◆ **ARTICLE**
This package finds out if a string is real language or just nonsense. it returns a boolean, and you can tweak its sensitivity or exclude certain words.
It might be good for:
- Checking which files have human readable names.
- Checking if a string is good to be used as a title for an entry.
- Comparing two dodgy strings and seeing which is better.
Simple example:
const isGibberish = require('is-gibberish')
console.log(isGibberish('Hello there!'))
// false
console.log(isGibberish('asfafasfasfafg'))
// true
Here's a more advanced example that finds filenames that make no sense:
const isGibberish = require('is-gibberish')
// Get your data, this can be anything, in this case it happens to be a large
//array filenames.
const filenames = require('./filenames')
const OPTIONS = {
// These are totally English, silly robot.
exclude: ['hmmmmmmmmmm', 'javascript-02', 'lolnoob'],
// Play with this value to see changes in the returned array.
sensitivity: 0.111
}
const badFilenames = filenames
.map(filename => (isGibberish(filename, OPTIONS) ? filename : undefined))
.filter(Boolean)
console.log(JSON.stringify(badFilenames, null, 2))
console.log(
`There is a total of ${filenames.length} filenames
of which ${badFilenames.length} is gibberish`
)
You can find the above example from the examples
dir of this repo. If you want to play with it, just clone this repo and run npm run example
.
By default it returns a boolean, but it can be configured to return the score, also, if some more advanced comparing is needed:
const isGibberish = require('is-gibberish')

◆ **DIRECTION**
Reproduce the is-gibberish description starting with the words "sensitivity: 0.111" and ending after "console.log(JSON.stringify(badFilenames, null, 2))", with "badFilenames" changed to "gibberishNames" throughout.

◆ **EXTRACTED DATA**
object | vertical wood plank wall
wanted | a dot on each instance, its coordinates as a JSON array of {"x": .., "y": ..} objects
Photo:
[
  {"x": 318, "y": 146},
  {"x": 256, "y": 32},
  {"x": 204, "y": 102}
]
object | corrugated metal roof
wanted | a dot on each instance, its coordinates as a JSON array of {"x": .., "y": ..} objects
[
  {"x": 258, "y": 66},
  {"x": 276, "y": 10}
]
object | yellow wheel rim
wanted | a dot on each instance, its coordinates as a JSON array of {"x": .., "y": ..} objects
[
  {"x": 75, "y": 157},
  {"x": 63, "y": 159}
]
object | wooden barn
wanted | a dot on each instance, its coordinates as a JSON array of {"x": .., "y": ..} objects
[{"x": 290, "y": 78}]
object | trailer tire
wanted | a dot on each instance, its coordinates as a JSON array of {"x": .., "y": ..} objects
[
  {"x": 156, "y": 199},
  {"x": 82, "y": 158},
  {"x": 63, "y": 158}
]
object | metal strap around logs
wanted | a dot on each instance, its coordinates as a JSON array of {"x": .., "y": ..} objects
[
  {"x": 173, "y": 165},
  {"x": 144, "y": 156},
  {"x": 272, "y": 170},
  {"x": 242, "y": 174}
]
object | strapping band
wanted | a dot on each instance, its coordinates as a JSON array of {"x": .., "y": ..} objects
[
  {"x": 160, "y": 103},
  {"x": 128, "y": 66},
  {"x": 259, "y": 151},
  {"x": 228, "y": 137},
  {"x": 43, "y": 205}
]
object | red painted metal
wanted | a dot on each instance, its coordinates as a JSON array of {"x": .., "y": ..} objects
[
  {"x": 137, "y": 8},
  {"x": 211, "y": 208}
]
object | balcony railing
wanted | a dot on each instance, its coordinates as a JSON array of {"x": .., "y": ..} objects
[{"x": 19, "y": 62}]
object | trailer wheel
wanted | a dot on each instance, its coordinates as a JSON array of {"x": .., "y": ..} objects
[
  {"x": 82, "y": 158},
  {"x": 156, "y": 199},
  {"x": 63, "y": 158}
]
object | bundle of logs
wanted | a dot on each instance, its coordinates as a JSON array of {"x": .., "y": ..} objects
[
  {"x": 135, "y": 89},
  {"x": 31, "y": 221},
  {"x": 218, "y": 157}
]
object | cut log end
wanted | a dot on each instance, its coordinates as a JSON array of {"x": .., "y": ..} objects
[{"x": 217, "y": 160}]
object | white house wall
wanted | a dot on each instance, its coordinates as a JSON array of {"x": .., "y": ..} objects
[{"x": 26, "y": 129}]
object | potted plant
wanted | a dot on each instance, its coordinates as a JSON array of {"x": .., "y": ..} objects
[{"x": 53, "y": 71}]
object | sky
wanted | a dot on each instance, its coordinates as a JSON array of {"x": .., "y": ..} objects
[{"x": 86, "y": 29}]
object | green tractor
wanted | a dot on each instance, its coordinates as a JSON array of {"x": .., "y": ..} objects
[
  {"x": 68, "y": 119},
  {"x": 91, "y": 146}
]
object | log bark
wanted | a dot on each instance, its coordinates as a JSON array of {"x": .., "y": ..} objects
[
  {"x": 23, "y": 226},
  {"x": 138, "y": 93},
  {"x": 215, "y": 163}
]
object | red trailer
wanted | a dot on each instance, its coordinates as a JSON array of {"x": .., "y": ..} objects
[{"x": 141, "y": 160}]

◆ **RESULT**
sensitivity: 0.111
}
const gibberishNames = filenames
.map(filename => (isGibberish(filename, OPTIONS) ? filename : undefined))
.filter(Boolean)
console.log(JSON.stringify(gibberishNames, null, 2))